▶ **Stated exercise A**: In the restricted stock units text, what two forms can a settlement of Restricted Stock Units take?
▶ **Stated exercise B**: From the restricted stock units text, quote the passage that begins at the words "Settlement of Restricted" and stops after the words "shall be settled.".
▶ **Stated exercise C**: According to the restricted stock units text, what actions does a Grantee have no right to take with Restricted Stock Units during the Restricted Period? List all of them.

▶ **Extract to read**:

Rights of Holders of Restricted Stock Units.

 

Unless
otherwise stated in the applicable Award Agreement and subject to Section 17.12, no Grantee shall, as a result of receiving a
grant of Restricted Stock Units, have any rights as a stockholder until and then only to the extent that the Restricted Stock Units are
earned and settled in shares of Common Stock and the Grantee being registered as the holder of the shares of Common Stock received on
settlement of the Restricted Stock Units, nor shall any Grantee receive Dividend Equivalents solely as a result of receiving a grant
of Restricted Stock Units. However, notwithstanding the foregoing, the Committee, in its sole discretion, may grant Dividend Equivalents
in the Agreement in connection with a grant of Restricted Stock Units. By way of example and not limitation, such Dividend Equivalents
may provide that, for so long as the Grantee holds any Restricted Stock Units, if the Company pays any cash dividends on its Common Stock,
then (a) the Company may pay the Grantee in cash for each outstanding Restricted Stock Unit covered by the Agreement as of the record
date of such dividend, less any required withholdings, the per share amount of such dividend or (b) the number of outstanding Restricted
Stock Units covered by the Agreement may be increased by the number of Restricted Stock Units, rounded down to the nearest whole number,
equal to (i) the product of the number of the Grantee’s outstanding Restricted Stock Units as of the record date for such dividend
multiplied by the per share amount of the dividend divided by (ii) the Fair Market Value of a share of Common Stock on the payment date
of such dividend. In the event additional Restricted Stock Units are awarded, such Restricted Stock Units shall be subject to the same
terms and conditions set forth in the Plan and the Agreement as the outstanding Restricted Stock Units with respect to which they were
granted. Notwithstanding the preceding sentences, but subject to Section 17.9, if and to the extent deemed necessary to the Committee,
Dividend Equivalents payable with respect to Restricted Stock Units may accumulate (without interest) and become payable to the Grantee
at the time, and only to the extent that, the portion of the Restricted Stock Units to which the Dividend Equivalents relate has become
earned and payable. The limitations set forth in the preceding sentences shall not apply after the Restricted Stock Units become earned
and payable and shares are issued thereunder. A Grantee may not sell, transfer, pledge, exchange, hypothecate or otherwise dispose of
Restricted Stock Units during the Restricted Period or prior to the satisfaction of any other applicable restrictions.

 

10.5.
Settlement of Restricted Stock Units.

 

Restricted
Stock Units may be settled in cash or Stock, as determined by the Board and set forth in the Award Agreement. The Award Agreement shall
also set forth whether the Restricted Stock Units shall be settled (i) within the time period specified for “short term deferrals”
under Section 409A or (ii) otherwise within the requirements of Section 409A, in which case the Award Agreement shall specify upon which
events such Restricted Stock Units shall be settled.

 

10.6.
Creditor’s Rights.

▶ **Collected material**:
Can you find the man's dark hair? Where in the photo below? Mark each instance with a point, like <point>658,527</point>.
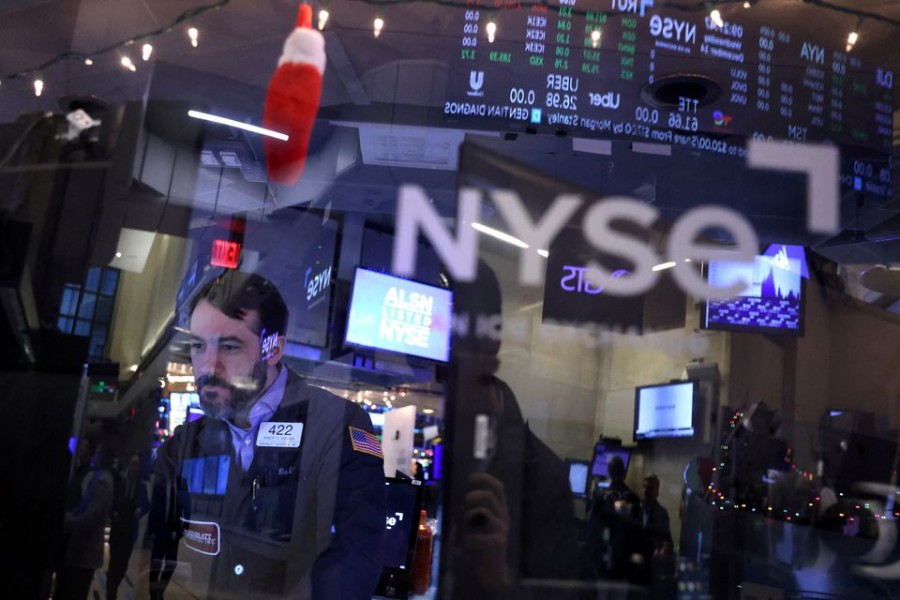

▶ **Response A**: Cash or Stock.

▶ **Response B**:
Settlement of Restricted Stock Units.

 

Restricted
Stock Units may be settled in cash or Stock, as determined by the Board and set forth in the Award Agreement. The Award Agreement shall
also set forth whether the Restricted Stock Units shall be settled (i) within the time period specified for “short term deferrals”
under Section 409A or (ii) otherwise within the requirements of Section 409A, in which case the Award Agreement shall specify upon which
events such Restricted Stock Units shall be settled.

▶ **Response C**: Sell, transfer, pledge, exchange, hypothecate, or otherwise dispose of them.